Problem set ▸
a - Rewrite the paragraph of the post below that begins "The only possible explanation" as a short bulleted list that keeps its main facts.
b - Quote the stretch of the post from "The fact that" through "2, and missing.".

Passage ▸
The fact that I even have to post this tells u what kind of day I'm having 😞 If the HLT_ALZDEM variable doesn't have a valid value of 1 or 2 (yes/no), then the variables that are constructed based on HLT_ALZDEM should be given a value of missing. However, they sometimes are given a value of 0 instead.
Below is a portion of the output file, sorted for rows where HLT_ALZDEM is missing. Since missing is clearly not 1 or 2, all ADRD_group and non_ADRD_group values should also be missing. But they're not. Obs 9 and 10 are identical except for these 2 variables., when Obs 9 is missing and Obs 10 is 0 for both.
The only possible explanation I can think of is that there are non-printable characters for some values of HLT_ALZDEM. But even if there are, those non-printable characters are not 1 or 2. Frequencies for HLT_ALZDEM only show values of 1, 2, and missing.

Dataset extract ▸
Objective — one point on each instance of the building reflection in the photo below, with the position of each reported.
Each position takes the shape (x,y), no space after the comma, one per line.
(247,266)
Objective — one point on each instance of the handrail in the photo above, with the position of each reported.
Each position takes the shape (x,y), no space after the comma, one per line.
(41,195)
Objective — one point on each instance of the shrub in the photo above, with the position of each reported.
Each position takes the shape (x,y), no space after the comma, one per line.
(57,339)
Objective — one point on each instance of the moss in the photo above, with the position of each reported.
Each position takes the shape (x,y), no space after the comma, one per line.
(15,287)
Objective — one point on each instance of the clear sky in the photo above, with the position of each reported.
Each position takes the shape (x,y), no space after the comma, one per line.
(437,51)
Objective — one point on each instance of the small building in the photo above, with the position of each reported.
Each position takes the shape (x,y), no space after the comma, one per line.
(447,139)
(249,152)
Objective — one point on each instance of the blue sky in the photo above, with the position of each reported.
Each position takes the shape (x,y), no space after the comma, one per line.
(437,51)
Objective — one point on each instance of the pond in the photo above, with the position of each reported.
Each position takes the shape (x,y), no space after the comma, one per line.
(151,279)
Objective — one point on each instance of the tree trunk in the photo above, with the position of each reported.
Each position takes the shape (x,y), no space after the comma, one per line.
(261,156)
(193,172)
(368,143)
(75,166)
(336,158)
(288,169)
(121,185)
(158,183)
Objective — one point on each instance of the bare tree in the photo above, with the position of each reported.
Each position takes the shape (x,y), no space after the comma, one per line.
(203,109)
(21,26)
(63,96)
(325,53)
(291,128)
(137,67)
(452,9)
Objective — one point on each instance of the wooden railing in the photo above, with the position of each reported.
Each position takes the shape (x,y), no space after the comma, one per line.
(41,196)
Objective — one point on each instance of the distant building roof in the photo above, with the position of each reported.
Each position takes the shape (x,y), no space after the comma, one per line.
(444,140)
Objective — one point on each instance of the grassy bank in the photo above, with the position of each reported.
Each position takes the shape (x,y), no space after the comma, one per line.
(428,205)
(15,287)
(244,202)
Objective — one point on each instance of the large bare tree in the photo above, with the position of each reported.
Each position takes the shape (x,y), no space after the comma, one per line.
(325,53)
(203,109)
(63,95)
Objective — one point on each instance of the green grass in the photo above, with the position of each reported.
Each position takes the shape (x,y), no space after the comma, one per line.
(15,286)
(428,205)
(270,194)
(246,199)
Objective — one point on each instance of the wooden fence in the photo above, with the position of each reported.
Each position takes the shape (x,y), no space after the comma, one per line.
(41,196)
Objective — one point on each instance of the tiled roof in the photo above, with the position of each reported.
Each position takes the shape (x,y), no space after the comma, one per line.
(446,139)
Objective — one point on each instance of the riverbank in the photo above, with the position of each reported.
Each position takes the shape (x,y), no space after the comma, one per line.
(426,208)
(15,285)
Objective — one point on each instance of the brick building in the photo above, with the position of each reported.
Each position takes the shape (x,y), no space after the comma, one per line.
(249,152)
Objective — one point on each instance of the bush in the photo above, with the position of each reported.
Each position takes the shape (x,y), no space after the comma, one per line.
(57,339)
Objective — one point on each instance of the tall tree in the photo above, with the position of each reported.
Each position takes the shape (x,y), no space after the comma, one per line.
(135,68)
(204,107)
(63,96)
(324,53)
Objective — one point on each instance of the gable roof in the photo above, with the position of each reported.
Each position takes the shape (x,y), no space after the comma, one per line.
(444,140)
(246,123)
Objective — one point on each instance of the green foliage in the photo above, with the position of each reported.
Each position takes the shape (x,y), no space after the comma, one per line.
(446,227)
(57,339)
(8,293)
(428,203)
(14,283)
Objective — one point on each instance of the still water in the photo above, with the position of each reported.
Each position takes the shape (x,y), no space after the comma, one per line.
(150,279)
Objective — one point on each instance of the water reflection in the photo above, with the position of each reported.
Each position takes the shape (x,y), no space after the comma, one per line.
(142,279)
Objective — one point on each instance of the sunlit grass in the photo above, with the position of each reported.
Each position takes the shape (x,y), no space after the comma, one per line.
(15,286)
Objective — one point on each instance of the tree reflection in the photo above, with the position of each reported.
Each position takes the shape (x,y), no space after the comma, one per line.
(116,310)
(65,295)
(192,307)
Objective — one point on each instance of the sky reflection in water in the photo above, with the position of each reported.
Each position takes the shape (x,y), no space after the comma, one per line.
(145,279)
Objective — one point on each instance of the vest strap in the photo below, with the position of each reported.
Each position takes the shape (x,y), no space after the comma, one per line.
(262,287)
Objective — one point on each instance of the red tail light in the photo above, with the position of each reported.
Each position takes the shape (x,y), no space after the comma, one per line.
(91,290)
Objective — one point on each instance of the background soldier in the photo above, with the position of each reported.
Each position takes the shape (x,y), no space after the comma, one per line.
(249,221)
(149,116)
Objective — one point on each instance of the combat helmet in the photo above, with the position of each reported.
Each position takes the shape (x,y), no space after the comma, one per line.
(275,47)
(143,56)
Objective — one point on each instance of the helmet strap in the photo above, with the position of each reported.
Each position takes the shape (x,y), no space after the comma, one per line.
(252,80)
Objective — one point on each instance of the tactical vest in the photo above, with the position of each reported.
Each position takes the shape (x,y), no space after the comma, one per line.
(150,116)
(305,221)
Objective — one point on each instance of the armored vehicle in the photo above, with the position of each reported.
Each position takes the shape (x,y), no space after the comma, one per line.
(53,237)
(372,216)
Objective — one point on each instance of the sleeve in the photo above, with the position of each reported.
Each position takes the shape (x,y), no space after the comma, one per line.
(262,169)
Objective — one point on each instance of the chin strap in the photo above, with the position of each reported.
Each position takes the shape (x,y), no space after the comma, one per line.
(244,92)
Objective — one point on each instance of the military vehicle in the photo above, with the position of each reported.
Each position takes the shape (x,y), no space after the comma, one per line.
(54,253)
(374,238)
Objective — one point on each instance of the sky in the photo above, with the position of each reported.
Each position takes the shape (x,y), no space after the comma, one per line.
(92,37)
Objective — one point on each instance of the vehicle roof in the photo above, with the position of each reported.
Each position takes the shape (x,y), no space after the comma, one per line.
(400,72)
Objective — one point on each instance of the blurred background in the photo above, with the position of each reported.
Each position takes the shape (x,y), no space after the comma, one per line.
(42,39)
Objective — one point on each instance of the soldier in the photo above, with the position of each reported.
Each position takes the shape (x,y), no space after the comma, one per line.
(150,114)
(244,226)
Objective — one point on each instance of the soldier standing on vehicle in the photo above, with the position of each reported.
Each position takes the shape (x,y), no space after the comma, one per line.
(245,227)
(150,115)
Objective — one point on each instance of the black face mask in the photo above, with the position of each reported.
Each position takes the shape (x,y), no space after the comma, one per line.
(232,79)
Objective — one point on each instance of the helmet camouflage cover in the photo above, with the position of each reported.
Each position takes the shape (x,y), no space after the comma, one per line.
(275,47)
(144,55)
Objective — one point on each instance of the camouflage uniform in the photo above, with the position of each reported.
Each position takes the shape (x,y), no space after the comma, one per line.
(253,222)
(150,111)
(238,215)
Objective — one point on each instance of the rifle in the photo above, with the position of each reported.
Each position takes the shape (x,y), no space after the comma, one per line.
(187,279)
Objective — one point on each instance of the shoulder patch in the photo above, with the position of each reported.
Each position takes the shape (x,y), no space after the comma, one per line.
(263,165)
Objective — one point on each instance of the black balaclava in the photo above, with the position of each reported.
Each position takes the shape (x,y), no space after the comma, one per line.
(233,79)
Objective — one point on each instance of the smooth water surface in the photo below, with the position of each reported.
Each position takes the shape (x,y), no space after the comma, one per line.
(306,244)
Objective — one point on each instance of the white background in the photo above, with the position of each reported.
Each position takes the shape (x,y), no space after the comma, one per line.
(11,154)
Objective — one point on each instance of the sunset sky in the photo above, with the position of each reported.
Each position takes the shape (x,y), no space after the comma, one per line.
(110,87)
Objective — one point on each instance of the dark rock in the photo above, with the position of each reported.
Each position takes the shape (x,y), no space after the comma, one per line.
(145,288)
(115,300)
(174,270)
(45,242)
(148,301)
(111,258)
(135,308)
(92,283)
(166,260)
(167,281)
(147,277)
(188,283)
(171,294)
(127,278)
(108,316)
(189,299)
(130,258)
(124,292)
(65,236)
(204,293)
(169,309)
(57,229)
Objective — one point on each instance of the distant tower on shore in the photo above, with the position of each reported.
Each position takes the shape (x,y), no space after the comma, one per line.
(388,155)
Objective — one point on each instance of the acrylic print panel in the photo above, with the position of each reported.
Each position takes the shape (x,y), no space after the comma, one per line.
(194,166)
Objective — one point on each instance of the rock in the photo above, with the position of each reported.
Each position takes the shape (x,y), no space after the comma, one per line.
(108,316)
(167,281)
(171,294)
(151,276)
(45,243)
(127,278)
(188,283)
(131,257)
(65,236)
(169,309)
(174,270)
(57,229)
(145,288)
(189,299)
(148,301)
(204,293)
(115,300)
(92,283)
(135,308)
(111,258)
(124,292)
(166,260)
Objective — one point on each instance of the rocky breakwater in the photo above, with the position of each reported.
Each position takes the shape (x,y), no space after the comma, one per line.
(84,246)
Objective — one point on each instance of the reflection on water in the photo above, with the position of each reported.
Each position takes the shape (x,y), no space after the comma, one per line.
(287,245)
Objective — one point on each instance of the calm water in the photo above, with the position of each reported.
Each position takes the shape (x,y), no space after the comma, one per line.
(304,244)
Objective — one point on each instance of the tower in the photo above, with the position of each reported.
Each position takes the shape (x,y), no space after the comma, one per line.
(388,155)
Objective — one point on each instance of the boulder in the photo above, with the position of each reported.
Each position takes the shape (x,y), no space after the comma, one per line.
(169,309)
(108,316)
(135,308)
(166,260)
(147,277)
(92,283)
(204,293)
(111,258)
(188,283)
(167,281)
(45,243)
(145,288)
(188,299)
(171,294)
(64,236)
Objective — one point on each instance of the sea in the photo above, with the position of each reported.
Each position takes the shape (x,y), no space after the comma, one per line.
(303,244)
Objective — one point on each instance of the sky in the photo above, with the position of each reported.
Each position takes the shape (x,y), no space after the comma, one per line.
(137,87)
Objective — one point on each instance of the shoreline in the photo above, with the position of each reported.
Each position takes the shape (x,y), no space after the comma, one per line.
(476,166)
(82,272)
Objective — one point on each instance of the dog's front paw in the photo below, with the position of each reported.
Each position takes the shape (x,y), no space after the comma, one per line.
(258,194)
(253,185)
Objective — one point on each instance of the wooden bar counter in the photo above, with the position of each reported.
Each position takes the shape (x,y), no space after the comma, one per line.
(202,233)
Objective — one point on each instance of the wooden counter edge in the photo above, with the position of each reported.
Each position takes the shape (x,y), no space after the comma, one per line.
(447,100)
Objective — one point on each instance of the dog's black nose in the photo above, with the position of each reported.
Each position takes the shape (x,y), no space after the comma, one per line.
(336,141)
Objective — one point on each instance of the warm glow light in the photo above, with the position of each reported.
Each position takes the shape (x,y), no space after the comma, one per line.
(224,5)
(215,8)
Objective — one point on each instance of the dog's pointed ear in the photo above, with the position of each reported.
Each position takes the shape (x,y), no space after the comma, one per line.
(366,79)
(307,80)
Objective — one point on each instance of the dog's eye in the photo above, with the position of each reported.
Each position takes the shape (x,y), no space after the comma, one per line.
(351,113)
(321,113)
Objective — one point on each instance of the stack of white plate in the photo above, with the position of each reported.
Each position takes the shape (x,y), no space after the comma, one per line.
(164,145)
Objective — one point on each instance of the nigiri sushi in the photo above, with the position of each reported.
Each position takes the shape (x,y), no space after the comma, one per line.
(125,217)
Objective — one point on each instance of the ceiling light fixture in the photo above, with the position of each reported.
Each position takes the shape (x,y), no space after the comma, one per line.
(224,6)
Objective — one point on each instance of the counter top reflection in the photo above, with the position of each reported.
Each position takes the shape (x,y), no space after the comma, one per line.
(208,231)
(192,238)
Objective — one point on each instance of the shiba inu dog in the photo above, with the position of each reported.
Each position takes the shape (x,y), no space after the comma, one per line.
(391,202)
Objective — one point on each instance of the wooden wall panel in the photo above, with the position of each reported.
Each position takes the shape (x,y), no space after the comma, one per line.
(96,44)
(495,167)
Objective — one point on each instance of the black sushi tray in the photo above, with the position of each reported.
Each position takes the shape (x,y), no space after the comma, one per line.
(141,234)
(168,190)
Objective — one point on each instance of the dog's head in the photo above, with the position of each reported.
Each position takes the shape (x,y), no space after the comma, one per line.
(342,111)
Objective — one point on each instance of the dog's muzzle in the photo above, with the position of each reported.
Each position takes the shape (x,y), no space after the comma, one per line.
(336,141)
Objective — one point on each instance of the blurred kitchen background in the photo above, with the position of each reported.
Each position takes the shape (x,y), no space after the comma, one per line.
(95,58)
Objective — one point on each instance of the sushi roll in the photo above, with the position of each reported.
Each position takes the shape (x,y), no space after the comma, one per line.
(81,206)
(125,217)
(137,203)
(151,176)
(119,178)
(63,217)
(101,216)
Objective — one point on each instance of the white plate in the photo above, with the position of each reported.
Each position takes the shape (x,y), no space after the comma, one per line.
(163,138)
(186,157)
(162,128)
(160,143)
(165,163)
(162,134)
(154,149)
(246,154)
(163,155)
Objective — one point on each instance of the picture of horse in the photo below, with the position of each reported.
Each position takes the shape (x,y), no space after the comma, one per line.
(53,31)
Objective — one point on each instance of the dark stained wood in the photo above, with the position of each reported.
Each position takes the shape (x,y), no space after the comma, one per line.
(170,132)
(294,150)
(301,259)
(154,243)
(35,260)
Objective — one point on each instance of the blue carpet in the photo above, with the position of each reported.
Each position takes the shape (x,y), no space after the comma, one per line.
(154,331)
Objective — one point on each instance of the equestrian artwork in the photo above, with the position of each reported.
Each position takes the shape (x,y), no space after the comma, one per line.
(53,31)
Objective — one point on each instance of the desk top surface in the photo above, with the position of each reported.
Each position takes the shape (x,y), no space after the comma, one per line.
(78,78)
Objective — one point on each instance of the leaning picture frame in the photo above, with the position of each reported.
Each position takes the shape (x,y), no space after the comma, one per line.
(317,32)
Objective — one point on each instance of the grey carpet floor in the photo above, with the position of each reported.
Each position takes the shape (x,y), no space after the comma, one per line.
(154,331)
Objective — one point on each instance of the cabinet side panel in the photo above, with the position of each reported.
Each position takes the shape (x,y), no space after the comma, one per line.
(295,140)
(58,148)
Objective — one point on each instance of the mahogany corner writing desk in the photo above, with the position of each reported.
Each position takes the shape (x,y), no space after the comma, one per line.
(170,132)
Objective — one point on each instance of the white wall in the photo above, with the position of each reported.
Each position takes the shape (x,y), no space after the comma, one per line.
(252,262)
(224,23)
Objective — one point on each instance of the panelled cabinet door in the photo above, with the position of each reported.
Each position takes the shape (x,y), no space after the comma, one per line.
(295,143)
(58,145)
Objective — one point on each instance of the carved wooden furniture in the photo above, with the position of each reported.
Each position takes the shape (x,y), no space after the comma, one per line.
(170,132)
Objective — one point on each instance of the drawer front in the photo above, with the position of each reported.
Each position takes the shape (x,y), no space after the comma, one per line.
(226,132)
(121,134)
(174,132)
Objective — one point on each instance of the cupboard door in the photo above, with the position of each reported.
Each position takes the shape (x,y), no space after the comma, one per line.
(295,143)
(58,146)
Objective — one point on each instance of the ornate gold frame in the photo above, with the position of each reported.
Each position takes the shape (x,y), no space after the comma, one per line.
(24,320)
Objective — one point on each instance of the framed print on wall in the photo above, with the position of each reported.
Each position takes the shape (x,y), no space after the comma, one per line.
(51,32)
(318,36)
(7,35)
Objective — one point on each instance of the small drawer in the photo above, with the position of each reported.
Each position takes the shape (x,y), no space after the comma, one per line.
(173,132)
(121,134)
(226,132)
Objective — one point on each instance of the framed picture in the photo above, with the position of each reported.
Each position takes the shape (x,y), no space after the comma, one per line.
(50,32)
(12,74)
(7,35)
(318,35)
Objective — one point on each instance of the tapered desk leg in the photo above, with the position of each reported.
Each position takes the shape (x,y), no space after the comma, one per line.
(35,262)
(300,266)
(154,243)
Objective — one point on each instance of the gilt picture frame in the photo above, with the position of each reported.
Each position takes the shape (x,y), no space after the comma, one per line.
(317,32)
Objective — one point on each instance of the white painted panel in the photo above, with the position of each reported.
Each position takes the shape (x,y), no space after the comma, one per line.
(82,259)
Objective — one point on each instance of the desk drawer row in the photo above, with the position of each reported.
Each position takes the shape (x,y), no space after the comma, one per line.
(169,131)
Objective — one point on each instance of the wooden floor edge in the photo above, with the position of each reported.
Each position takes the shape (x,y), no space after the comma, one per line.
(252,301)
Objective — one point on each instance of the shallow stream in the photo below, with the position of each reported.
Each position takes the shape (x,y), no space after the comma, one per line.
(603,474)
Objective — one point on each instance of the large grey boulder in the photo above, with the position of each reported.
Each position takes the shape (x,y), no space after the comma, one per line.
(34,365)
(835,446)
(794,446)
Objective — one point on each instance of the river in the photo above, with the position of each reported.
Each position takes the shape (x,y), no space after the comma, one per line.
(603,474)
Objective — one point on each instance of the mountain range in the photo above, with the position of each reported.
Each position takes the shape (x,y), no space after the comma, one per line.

Results in order ▸
a -
- The writer's only explanation is that some HLT_ALZDEM values contain non-printable characters.
- Even if they do, those characters are not 1 or 2.
- Frequencies for HLT_ALZDEM show only 1, 2, and missing.

b -
The fact that I even have to post this tells u what kind of day I'm having 😞 If the HLT_ALZDEM variable doesn't have a valid value of 1 or 2 (yes/no), then the variables that are constructed based on HLT_ALZDEM should be given a value of missing. However, they sometimes are given a value of 0 instead.
Below is a portion of the output file, sorted for rows where HLT_ALZDEM is missing. Since missing is clearly not 1 or 2, all ADRD_group and non_ADRD_group values should also be missing. But they're not. Obs 9 and 10 are identical except for these 2 variables., when Obs 9 is missing and Obs 10 is 0 for both.
The only possible explanation I can think of is that there are non-printable characters for some values of HLT_ALZDEM. But even if there are, those non-printable characters are not 1 or 2. Frequencies for HLT_ALZDEM only show values of 1, 2, and missing.